Labeled contour entries
★ ★ ★

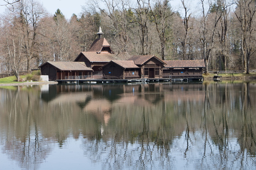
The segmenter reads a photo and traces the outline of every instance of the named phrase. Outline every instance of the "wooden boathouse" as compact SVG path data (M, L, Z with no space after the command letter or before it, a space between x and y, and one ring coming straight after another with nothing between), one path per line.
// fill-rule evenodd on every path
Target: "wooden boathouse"
M60 82L110 82L202 80L203 60L163 61L154 55L116 54L100 27L87 52L74 62L47 62L39 66L42 75Z
M48 75L49 80L65 79L66 76L91 75L93 70L83 62L47 62L39 66L41 75Z

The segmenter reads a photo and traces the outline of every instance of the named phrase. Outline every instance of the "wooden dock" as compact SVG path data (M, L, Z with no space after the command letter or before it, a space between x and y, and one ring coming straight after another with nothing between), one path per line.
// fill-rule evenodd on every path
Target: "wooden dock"
M203 78L151 78L148 79L66 79L57 80L59 83L143 83L145 82L188 82L191 81L203 81Z

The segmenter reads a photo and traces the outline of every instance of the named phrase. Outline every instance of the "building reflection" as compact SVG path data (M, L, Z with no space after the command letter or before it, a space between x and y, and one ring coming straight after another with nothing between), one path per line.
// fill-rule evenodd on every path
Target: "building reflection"
M136 143L138 153L138 153L139 164L148 158L150 162L153 151L169 157L177 147L183 149L179 152L184 158L192 157L200 141L202 161L208 161L206 158L212 154L209 148L216 147L219 152L214 155L224 164L237 156L230 151L231 140L241 153L255 156L255 89L253 83L222 82L0 89L0 140L12 159L28 169L27 165L40 163L50 154L54 142L61 147L71 136L82 137L84 151L94 157L98 153L88 148L90 141L124 148L116 154L109 150L109 159L129 152L128 144ZM177 143L181 139L184 148ZM164 164L172 163L170 158L166 160Z

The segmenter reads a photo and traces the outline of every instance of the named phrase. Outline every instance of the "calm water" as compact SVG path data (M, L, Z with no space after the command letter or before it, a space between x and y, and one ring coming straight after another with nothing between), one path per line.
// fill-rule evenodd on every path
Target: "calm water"
M256 169L256 83L0 87L1 169Z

★ ★ ★

Pick out and copy each line of the records above that contains the string "nothing", treating uppercase and lowercase as distinct.

◆ Result of the task
The segmenter reads a photo and traces the outline of every instance of the named phrase. Outline every instance of the "wooden boathouse" as compact SVG path data (M, L, Z with no space after the command letter or before it, a space between x and y, and one ring coming straight after another with nothing between), one path per line.
The segmenter reads a photo and traces the outline of every instance of the named phrase. Outline every instance of the "wooden dock" as compact SVG path data (M, L, Z with no space after the command letter or before it, a space between x and y, and one ring coming straight after another with nothing between), one path per line.
The segmenter reads a photo and traces the outline of every instance of the named phrase. Outline every instance of the "building reflection" as compact SVG path data (M, L, Z with no space after the command letter or before it, a space between x and y, and one ring coming straight after another with nothing between), one path per line.
The segmenter reads a photo and traces the outline of every instance of the named phrase. Outline every instance of the "calm water" as compact SVG path data (M, L, Z with no space after the command letter or before it, a space between x and y, and one ring coming straight after another with nothing between), one path per line.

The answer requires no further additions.